- _Task prompt_: Copy every line of the items below, requests included, but scale each coordinate in the answers by 0.55 and round it to a whole number, with halves rounding up. Leave the pictures out of your reply.

Image object location entries:
* Start *
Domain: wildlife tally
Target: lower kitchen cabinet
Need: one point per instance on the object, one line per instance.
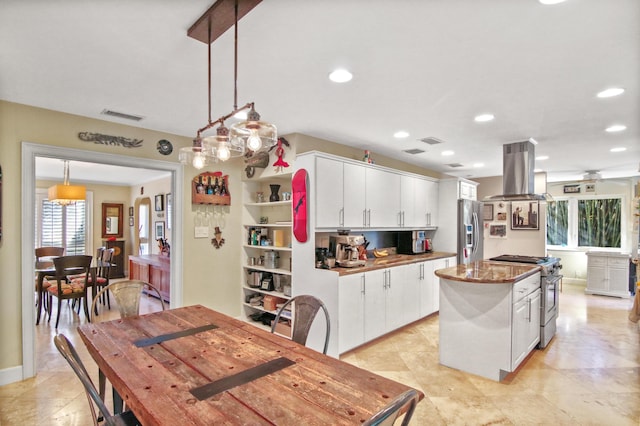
(608, 274)
(373, 303)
* End *
- _Output of the task_:
Domain: wildlife tally
Target: lower kitchen cabinet
Need: one point per instance on the object, one line per instance.
(334, 151)
(205, 167)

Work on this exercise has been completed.